→ Page extract:
START
If so great a conclusion can warrantably be deduced from so apparently slim a foundation, what may we not legitimately infer from the promise of a country to them they never possessed, and the assurance of the universal blessing of mankind in connection with them, which has never yet been realised! -What but the conclusion affirmed by Paul that they "died in faith, not having received the promises," and, therefore, that they must rise from the dead to realise them? With this general argument in view, it is easy to recognise resurrectional responsibility in many expressions which a forced method of explanation alone can apply to the judgment of the present limited experience (Psalm xxxvii, whole of the chapter: xlix, 14; lviii, 10; lxii, 12; Prov. xi, 18-31; Ecclesiastes iii, 17; v, 8; xi, 9; xii, 14; Isaiah iii, 10; xxvi, 19-21; xxxv, 4; lxvi, 4, 5, 14; Malachi iii, 16-18; iv, 1-3, etc.).
END
→ Challenge 1: In the passage on resurrection, what did Paul affirm about those who were given the promises?
→ Challenge 2: Convert the part of the rows that opens with their first line and closes with the line containing "x=403 y=192", both included, into a JSON list of strings with one string per line and blank lines left out.

→ Materials provided:
START
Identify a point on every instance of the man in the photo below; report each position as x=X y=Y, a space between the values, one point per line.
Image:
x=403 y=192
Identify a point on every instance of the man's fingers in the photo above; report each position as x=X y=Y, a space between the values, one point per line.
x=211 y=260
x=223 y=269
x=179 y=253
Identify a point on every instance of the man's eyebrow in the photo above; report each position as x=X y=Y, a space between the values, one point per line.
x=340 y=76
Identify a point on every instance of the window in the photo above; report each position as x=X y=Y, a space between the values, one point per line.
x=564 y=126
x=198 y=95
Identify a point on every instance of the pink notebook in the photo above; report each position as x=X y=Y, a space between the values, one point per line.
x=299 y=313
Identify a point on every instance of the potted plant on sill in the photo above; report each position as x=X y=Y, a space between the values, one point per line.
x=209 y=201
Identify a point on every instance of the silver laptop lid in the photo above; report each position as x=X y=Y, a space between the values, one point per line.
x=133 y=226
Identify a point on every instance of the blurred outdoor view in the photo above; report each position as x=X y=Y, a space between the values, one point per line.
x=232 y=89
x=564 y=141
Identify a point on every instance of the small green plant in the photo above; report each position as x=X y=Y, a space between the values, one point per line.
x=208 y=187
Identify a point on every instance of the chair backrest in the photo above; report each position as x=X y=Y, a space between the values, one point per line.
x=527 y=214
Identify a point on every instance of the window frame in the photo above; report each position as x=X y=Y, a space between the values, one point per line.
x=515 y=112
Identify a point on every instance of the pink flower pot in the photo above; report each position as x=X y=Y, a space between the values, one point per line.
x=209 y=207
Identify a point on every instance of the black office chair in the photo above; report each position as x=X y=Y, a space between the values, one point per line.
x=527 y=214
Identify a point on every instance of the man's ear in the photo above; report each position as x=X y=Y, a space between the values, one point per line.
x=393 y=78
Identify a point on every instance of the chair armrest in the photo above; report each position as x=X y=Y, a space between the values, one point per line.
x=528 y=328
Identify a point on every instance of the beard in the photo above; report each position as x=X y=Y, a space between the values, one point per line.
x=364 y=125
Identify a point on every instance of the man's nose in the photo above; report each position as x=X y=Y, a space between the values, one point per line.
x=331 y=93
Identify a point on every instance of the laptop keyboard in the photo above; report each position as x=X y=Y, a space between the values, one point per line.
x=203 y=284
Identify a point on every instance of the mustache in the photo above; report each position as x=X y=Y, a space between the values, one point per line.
END
→ Task answer 1: Paul affirmed that they "died in faith, not having received the promises."

→ Task answer 2:
[
  "Identify a point on every instance of the man in the photo below; report each position as x=X y=Y, a space between the values, one point per line.",
  "Image:",
  "x=403 y=192"
]